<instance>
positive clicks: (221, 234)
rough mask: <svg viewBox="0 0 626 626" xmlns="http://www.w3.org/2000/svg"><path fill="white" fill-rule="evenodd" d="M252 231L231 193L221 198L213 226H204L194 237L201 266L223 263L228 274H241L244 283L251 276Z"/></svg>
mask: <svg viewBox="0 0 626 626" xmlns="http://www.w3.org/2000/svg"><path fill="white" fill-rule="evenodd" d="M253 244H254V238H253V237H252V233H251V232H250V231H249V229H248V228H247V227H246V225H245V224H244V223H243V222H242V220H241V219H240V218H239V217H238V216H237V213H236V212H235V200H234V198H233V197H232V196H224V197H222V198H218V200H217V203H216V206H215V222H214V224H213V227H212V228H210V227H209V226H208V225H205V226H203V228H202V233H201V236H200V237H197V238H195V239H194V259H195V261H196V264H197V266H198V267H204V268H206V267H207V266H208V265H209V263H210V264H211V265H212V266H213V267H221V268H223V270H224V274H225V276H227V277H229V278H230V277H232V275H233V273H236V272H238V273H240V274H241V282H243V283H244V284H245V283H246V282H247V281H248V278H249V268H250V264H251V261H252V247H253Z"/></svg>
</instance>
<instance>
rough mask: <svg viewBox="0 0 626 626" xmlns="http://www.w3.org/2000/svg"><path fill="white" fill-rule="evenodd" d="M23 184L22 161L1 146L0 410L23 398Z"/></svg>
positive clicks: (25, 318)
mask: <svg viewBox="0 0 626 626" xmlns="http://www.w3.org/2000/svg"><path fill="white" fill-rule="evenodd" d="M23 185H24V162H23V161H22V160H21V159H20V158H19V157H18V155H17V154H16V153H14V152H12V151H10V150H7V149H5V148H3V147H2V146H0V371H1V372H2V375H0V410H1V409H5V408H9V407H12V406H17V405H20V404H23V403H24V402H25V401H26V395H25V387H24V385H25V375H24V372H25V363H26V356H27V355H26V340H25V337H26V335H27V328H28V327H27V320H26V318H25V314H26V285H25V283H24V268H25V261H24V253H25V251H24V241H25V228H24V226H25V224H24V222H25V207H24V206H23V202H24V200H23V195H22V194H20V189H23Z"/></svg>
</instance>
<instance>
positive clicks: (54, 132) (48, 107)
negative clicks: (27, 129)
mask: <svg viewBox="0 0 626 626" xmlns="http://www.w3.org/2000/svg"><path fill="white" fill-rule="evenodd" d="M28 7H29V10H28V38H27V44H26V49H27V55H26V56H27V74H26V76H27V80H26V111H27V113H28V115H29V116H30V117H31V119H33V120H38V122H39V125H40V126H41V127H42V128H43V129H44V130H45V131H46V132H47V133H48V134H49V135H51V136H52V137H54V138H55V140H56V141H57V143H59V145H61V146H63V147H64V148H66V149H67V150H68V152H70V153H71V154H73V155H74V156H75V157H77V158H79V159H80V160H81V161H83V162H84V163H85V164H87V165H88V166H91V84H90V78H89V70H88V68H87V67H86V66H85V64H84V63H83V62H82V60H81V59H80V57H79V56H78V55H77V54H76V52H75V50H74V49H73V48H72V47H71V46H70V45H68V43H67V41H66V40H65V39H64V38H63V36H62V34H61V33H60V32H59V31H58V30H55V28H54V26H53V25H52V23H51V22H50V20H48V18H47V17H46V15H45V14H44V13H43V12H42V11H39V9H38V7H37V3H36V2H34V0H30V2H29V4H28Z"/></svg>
-=-=-
** What you will do **
Rewrite all of the material above as a numbered list, omitting any blank lines.

** Exercise result **
1. <instance>
2. positive clicks: (221, 234)
3. rough mask: <svg viewBox="0 0 626 626" xmlns="http://www.w3.org/2000/svg"><path fill="white" fill-rule="evenodd" d="M252 231L231 193L221 198L213 226H204L194 237L201 266L223 263L228 274H241L244 283L251 276Z"/></svg>
4. mask: <svg viewBox="0 0 626 626" xmlns="http://www.w3.org/2000/svg"><path fill="white" fill-rule="evenodd" d="M253 244H254V238H253V237H252V233H251V232H250V231H249V229H248V228H247V227H246V225H245V224H244V223H243V222H242V220H241V219H240V218H239V217H238V216H237V213H236V212H235V200H234V198H233V197H232V196H224V197H222V198H218V200H217V203H216V206H215V222H214V224H213V227H212V228H210V227H209V226H208V225H205V226H203V228H202V233H201V236H200V237H197V238H195V239H194V259H195V261H196V264H197V266H198V267H204V268H206V267H207V266H208V265H209V263H210V264H211V265H212V266H213V267H221V268H223V270H224V274H225V276H227V277H229V278H230V277H232V275H233V273H236V272H238V273H240V274H241V282H243V283H244V284H245V283H246V282H247V281H248V278H249V268H250V264H251V261H252V247H253Z"/></svg>
5. </instance>
6. <instance>
7. rough mask: <svg viewBox="0 0 626 626" xmlns="http://www.w3.org/2000/svg"><path fill="white" fill-rule="evenodd" d="M23 184L22 161L1 146L0 410L23 398Z"/></svg>
8. positive clicks: (25, 318)
9. mask: <svg viewBox="0 0 626 626" xmlns="http://www.w3.org/2000/svg"><path fill="white" fill-rule="evenodd" d="M23 185H24V162H23V161H22V160H21V159H20V158H19V157H18V155H17V154H16V153H14V152H12V151H10V150H7V149H5V148H3V147H2V146H0V371H1V372H2V375H0V410H1V409H5V408H9V407H12V406H17V405H20V404H23V403H24V402H25V401H26V395H25V387H24V385H25V375H24V372H25V363H26V356H27V355H26V340H25V337H26V335H27V328H28V327H27V320H26V318H25V314H26V285H25V283H24V268H25V261H24V253H25V251H24V241H25V228H24V226H25V224H24V222H25V207H24V206H23V202H24V200H23V195H22V194H20V189H23Z"/></svg>
10. </instance>
11. <instance>
12. positive clicks: (54, 132) (48, 107)
13. negative clicks: (27, 129)
14. mask: <svg viewBox="0 0 626 626" xmlns="http://www.w3.org/2000/svg"><path fill="white" fill-rule="evenodd" d="M28 7H29V10H28V38H27V44H26V49H27V55H26V56H27V74H26V76H27V80H26V111H27V113H28V115H29V116H30V117H31V119H33V120H38V122H39V125H40V126H41V127H42V128H43V129H44V130H45V131H46V132H47V133H48V134H49V135H51V136H52V137H54V138H55V140H56V141H57V143H59V145H61V146H63V147H64V148H66V149H67V150H68V152H70V153H71V154H73V155H74V156H75V157H77V158H79V159H80V160H81V161H83V162H84V163H85V164H87V165H88V166H91V84H90V78H89V70H88V68H87V67H86V66H85V64H84V63H83V62H82V60H81V59H80V57H79V56H78V55H77V54H76V52H75V50H74V49H73V48H72V47H71V46H70V45H68V43H67V41H66V40H65V39H64V38H63V36H62V34H61V33H60V32H59V31H58V30H55V28H54V26H53V25H52V23H51V22H50V20H48V18H47V17H46V15H45V14H44V13H43V12H42V11H39V9H38V7H37V3H36V2H34V0H30V2H29V4H28Z"/></svg>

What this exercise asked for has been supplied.